** Opening Supplied material block **
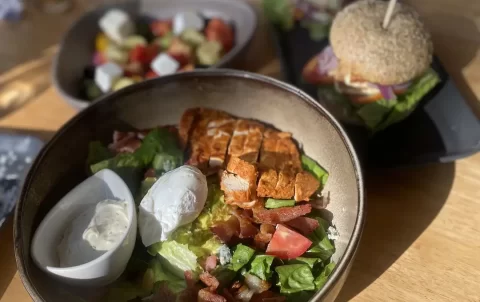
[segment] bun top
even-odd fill
[[[330,43],[339,59],[337,73],[381,85],[422,75],[430,66],[433,43],[413,8],[397,3],[387,28],[388,2],[360,0],[337,14]]]

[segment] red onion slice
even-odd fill
[[[393,85],[392,88],[393,88],[393,91],[406,91],[408,87],[410,87],[410,85],[412,85],[411,81],[403,84]]]
[[[332,46],[328,45],[325,47],[321,53],[318,54],[318,72],[320,75],[325,75],[330,72],[330,70],[337,68],[338,59],[337,56],[333,53]]]
[[[386,100],[397,99],[397,96],[395,95],[395,92],[393,91],[392,86],[384,86],[384,85],[377,84],[377,87],[378,87],[378,90],[380,90],[380,93],[382,94],[384,99]]]

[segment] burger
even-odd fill
[[[418,13],[397,3],[384,28],[387,7],[372,0],[346,6],[332,22],[329,46],[302,72],[337,118],[374,132],[405,119],[440,82]]]

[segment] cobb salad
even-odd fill
[[[130,186],[139,235],[107,301],[307,301],[335,268],[328,173],[292,135],[193,108],[178,126],[91,142]]]
[[[215,65],[235,44],[231,24],[192,11],[133,20],[112,9],[100,18],[99,28],[81,83],[87,100],[144,79]]]

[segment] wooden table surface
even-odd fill
[[[423,15],[438,56],[480,112],[480,1],[408,2]],[[0,23],[0,107],[15,97],[24,102],[0,117],[0,129],[47,140],[75,114],[50,85],[50,63],[60,35],[83,6],[57,16],[29,9],[20,23]],[[279,76],[268,39],[262,20],[245,68]],[[5,93],[9,87],[22,93]],[[370,172],[367,201],[361,245],[338,301],[480,301],[480,154]],[[16,272],[12,220],[0,229],[0,301],[31,301]]]

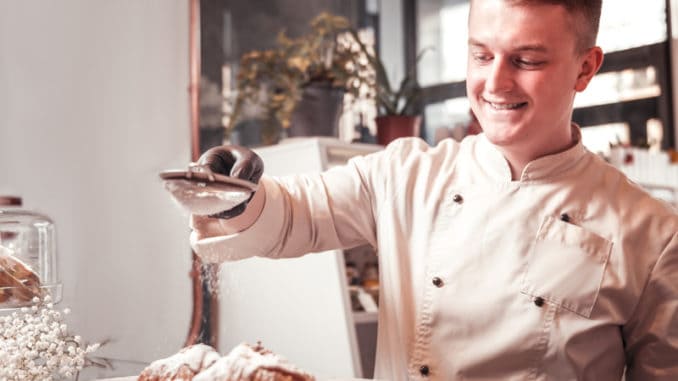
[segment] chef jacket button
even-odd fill
[[[570,216],[568,216],[567,213],[563,213],[560,215],[560,220],[563,222],[570,222]]]
[[[436,276],[436,277],[433,277],[433,279],[431,279],[431,282],[432,282],[433,285],[436,286],[436,287],[442,287],[442,286],[443,286],[443,280],[440,279],[440,278],[438,278],[437,276]]]
[[[544,298],[542,298],[541,296],[537,296],[536,298],[534,298],[534,305],[537,306],[537,307],[543,306],[544,305]]]
[[[419,367],[419,373],[421,373],[422,376],[428,376],[428,373],[431,370],[428,368],[428,365],[422,365]]]
[[[457,204],[461,204],[462,202],[464,202],[464,198],[461,197],[459,193],[457,193],[454,196],[452,196],[452,201],[456,202]]]

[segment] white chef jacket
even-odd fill
[[[678,380],[678,215],[574,130],[519,181],[484,135],[264,177],[250,228],[191,242],[207,261],[377,247],[379,379]]]

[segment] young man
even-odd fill
[[[263,177],[232,218],[193,216],[194,249],[224,261],[378,247],[379,379],[678,380],[678,215],[571,122],[602,62],[600,7],[473,0],[467,90],[483,134]],[[261,176],[238,147],[202,162]]]

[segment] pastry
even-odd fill
[[[193,381],[314,381],[315,377],[290,364],[261,344],[240,344]]]
[[[220,357],[219,352],[209,345],[191,345],[170,357],[153,361],[141,372],[137,381],[190,381]]]
[[[0,303],[42,297],[38,274],[12,254],[12,250],[0,246]]]
[[[240,344],[226,356],[196,344],[152,362],[137,381],[315,381],[261,344]]]

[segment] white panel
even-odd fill
[[[381,147],[293,139],[257,149],[269,175],[313,173]],[[222,265],[220,345],[262,343],[319,379],[360,377],[355,326],[339,250]]]

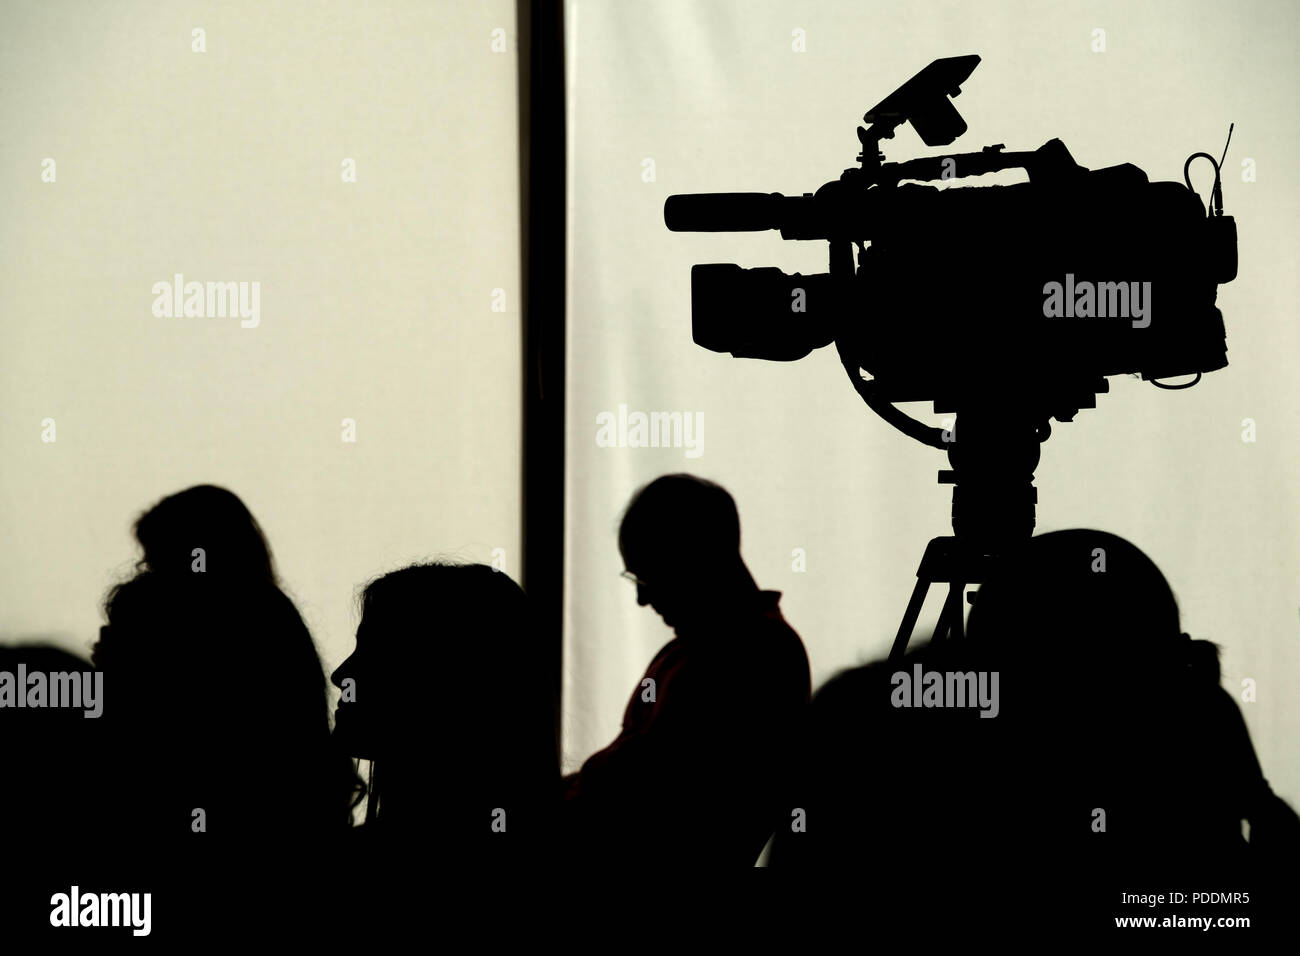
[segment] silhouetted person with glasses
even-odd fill
[[[618,738],[566,779],[579,859],[753,866],[783,811],[808,657],[740,556],[726,490],[665,475],[632,498],[619,550],[675,631],[632,692]]]

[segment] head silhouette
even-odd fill
[[[740,516],[726,489],[664,475],[632,497],[618,531],[637,603],[670,627],[692,624],[734,593],[754,589],[740,557]]]
[[[413,821],[436,813],[438,800],[456,814],[462,797],[497,801],[490,808],[509,802],[503,791],[553,790],[545,662],[523,591],[487,565],[419,564],[368,584],[356,649],[331,676],[343,692],[335,742],[371,761],[367,820]]]
[[[1091,529],[1039,535],[1000,560],[976,596],[970,636],[1090,676],[1119,662],[1158,665],[1186,643],[1160,569],[1130,542]]]
[[[239,497],[195,485],[158,502],[135,523],[140,570],[275,580],[271,549]]]

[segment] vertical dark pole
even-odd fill
[[[519,0],[523,240],[523,563],[559,740],[564,621],[565,128],[563,0]]]

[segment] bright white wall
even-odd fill
[[[1247,723],[1274,788],[1300,806],[1300,8],[572,0],[567,19],[568,766],[614,737],[671,637],[616,578],[621,509],[659,474],[690,471],[731,490],[746,560],[760,585],[784,592],[815,684],[887,652],[925,542],[949,531],[949,491],[935,483],[945,459],[868,411],[833,350],[779,364],[696,347],[693,263],[821,272],[825,244],[670,233],[663,203],[678,192],[813,191],[854,165],[869,107],[935,58],[978,53],[955,101],[969,132],[954,148],[1059,137],[1085,166],[1131,162],[1181,181],[1187,156],[1217,156],[1236,123],[1224,193],[1241,268],[1219,293],[1231,364],[1184,392],[1112,380],[1096,410],[1055,426],[1037,472],[1038,527],[1102,528],[1151,555],[1185,628],[1223,645],[1224,685],[1257,681]],[[796,28],[806,52],[792,50]],[[1092,52],[1094,28],[1106,31],[1104,53]],[[886,142],[894,160],[938,152],[910,127]],[[1256,182],[1241,181],[1246,157]],[[1203,166],[1193,175],[1204,195]],[[980,182],[1019,178],[1004,175]],[[703,455],[597,447],[597,415],[620,403],[702,413]],[[929,406],[910,410],[939,422]],[[1242,441],[1245,418],[1254,443]],[[804,573],[791,570],[795,548],[807,553]]]
[[[382,571],[518,575],[516,70],[508,0],[0,9],[0,639],[84,653],[131,522],[199,482],[327,665]],[[177,272],[259,281],[260,325],[155,317]]]

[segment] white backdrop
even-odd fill
[[[0,9],[0,640],[84,654],[200,482],[327,667],[383,571],[518,576],[515,55],[508,0]],[[259,282],[259,324],[155,316],[175,273]]]
[[[1262,2],[568,4],[569,769],[614,737],[671,638],[616,577],[621,509],[659,474],[689,471],[733,493],[745,558],[761,586],[784,592],[814,685],[887,653],[925,542],[950,531],[949,489],[935,483],[946,460],[868,411],[833,349],[781,364],[696,347],[692,264],[822,272],[826,246],[670,233],[663,203],[814,191],[854,165],[869,107],[931,60],[977,53],[954,101],[969,131],[949,151],[1059,137],[1090,168],[1131,162],[1181,182],[1187,156],[1217,157],[1236,123],[1224,194],[1241,266],[1219,293],[1231,364],[1183,392],[1113,379],[1097,409],[1056,425],[1037,471],[1038,529],[1105,529],[1156,561],[1184,628],[1223,646],[1225,687],[1240,699],[1241,681],[1257,682],[1246,721],[1274,789],[1300,805],[1297,26],[1300,8]],[[939,152],[910,126],[885,150]],[[1200,165],[1204,196],[1212,174]],[[600,447],[597,417],[620,405],[702,414],[702,454]],[[929,406],[909,410],[940,422]],[[1254,442],[1243,441],[1247,418]]]

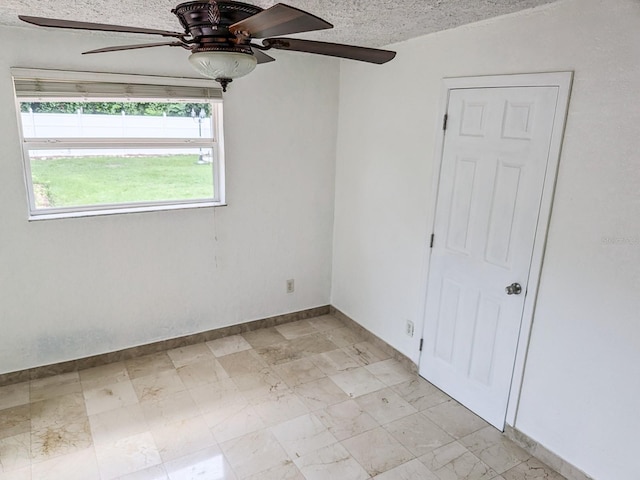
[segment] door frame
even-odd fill
[[[544,254],[549,231],[549,223],[551,220],[551,211],[553,206],[553,196],[555,192],[556,180],[558,175],[558,165],[560,163],[560,155],[562,151],[562,141],[569,110],[569,98],[571,95],[571,86],[573,83],[573,72],[549,72],[549,73],[525,73],[515,75],[489,75],[477,77],[451,77],[442,80],[440,106],[438,109],[438,132],[436,133],[436,145],[434,151],[433,185],[431,189],[430,213],[431,223],[430,232],[433,232],[436,211],[438,208],[438,189],[440,187],[440,172],[442,167],[442,156],[444,153],[444,141],[446,130],[440,123],[445,118],[449,106],[449,95],[451,90],[470,89],[470,88],[508,88],[508,87],[558,87],[558,99],[556,102],[554,124],[551,132],[551,142],[549,146],[549,156],[547,159],[547,169],[545,172],[542,199],[540,202],[540,210],[538,213],[538,222],[533,243],[533,254],[531,257],[531,266],[528,278],[528,290],[524,300],[524,308],[520,323],[520,335],[518,337],[518,345],[516,349],[516,357],[513,367],[513,375],[511,378],[511,388],[509,398],[507,400],[507,414],[505,422],[508,425],[515,426],[518,405],[520,402],[520,393],[524,380],[524,372],[527,361],[527,351],[529,340],[531,337],[531,329],[535,315],[536,300],[538,297],[538,289],[540,286],[540,277],[544,262]],[[423,275],[423,301],[421,305],[422,319],[422,338],[425,336],[425,313],[427,286],[429,281],[431,267],[431,248],[427,244],[427,262],[425,275]],[[422,360],[422,352],[418,359],[418,368]]]

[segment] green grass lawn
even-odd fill
[[[211,164],[197,160],[197,154],[32,158],[36,206],[211,198]]]

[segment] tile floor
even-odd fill
[[[0,480],[557,480],[331,316],[0,388]]]

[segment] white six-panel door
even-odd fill
[[[557,87],[449,94],[420,374],[501,430],[557,101]]]

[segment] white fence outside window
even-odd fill
[[[197,112],[196,112],[197,113]],[[101,115],[83,113],[21,112],[24,138],[211,138],[210,117],[169,117],[141,115]],[[193,147],[172,149],[174,153],[191,153]],[[104,150],[102,150],[104,152]],[[139,155],[154,155],[163,149],[142,148]],[[127,155],[130,150],[111,149],[110,154]],[[34,150],[32,157],[87,156],[94,150]]]

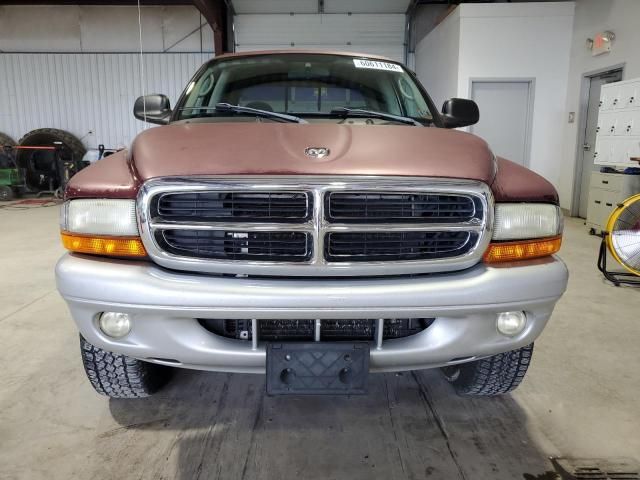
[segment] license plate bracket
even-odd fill
[[[267,344],[268,395],[363,395],[368,342]]]

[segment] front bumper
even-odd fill
[[[271,279],[168,271],[153,263],[67,254],[58,290],[82,335],[115,353],[155,363],[264,373],[265,348],[207,331],[198,318],[435,318],[426,330],[372,347],[372,371],[432,368],[513,350],[534,341],[567,285],[556,257],[447,274],[396,278]],[[522,310],[515,337],[496,330],[499,312]],[[97,328],[100,312],[133,315],[120,340]]]

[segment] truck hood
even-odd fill
[[[330,150],[326,158],[308,147]],[[138,181],[189,175],[394,175],[490,184],[495,159],[467,133],[401,125],[188,123],[150,128],[132,146]]]

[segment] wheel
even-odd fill
[[[0,185],[0,202],[13,200],[13,190],[7,185]]]
[[[32,130],[20,139],[22,147],[52,147],[61,143],[62,163],[80,163],[87,149],[75,135],[57,128]],[[25,168],[27,185],[33,190],[55,190],[61,183],[61,172],[55,163],[53,152],[48,150],[19,150],[16,155],[19,167]]]
[[[107,352],[87,342],[82,335],[80,351],[91,385],[107,397],[148,397],[167,383],[171,374],[170,367]]]
[[[520,385],[532,355],[533,343],[475,362],[445,367],[443,372],[458,395],[502,395]]]
[[[595,228],[590,228],[589,229],[589,235],[595,235],[596,234],[596,229]]]

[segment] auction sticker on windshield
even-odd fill
[[[353,64],[356,66],[356,68],[371,68],[373,70],[387,70],[389,72],[402,73],[402,67],[395,63],[377,62],[375,60],[361,60],[359,58],[354,58]]]

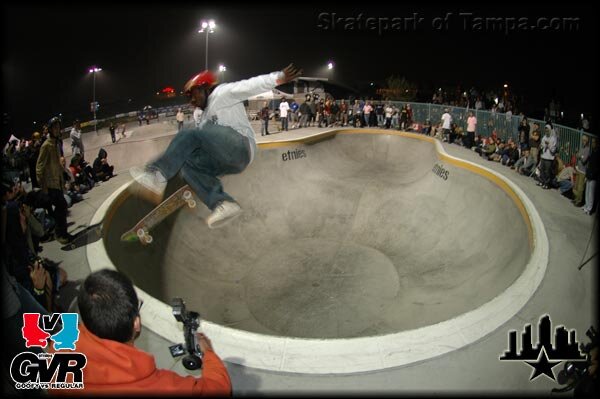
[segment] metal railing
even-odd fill
[[[496,135],[503,141],[512,138],[518,142],[518,128],[521,123],[521,118],[518,115],[510,115],[505,113],[491,112],[486,110],[467,109],[462,107],[453,107],[451,105],[414,103],[405,101],[391,101],[393,105],[401,109],[405,104],[410,104],[413,112],[413,122],[424,123],[429,120],[432,124],[440,122],[444,110],[447,108],[452,115],[452,122],[463,129],[467,130],[467,118],[469,112],[473,112],[477,118],[476,134],[484,137],[492,135],[496,131]],[[540,136],[544,135],[544,127],[546,122],[539,119],[527,118],[529,122],[530,132],[533,132],[533,124],[540,125]],[[582,130],[573,129],[567,126],[553,123],[554,131],[558,139],[558,155],[566,164],[573,162],[573,158],[581,147],[581,138],[584,135],[591,136],[591,133]],[[591,138],[591,137],[590,137]]]

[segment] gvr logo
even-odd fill
[[[54,313],[51,316],[23,314],[21,331],[25,346],[43,349],[51,340],[57,351],[75,350],[75,343],[79,339],[78,318],[77,313]],[[62,321],[62,329],[51,335],[49,332],[55,330],[59,320]],[[86,363],[87,358],[82,353],[22,352],[13,359],[10,375],[17,389],[79,389],[83,388],[83,368]],[[67,382],[68,374],[73,376],[72,382]]]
** Closing Supplied material block **
> Assigned task
In the records above, take every line from the opening one through the line with "[segment] red onion slice" and repeat it exactly; pictures are not part of the copy.

> Task output
[segment] bun top
even-odd fill
[[[330,43],[339,59],[337,73],[381,85],[422,75],[430,66],[433,43],[413,8],[397,3],[387,28],[388,2],[360,0],[337,14]]]

[segment] red onion slice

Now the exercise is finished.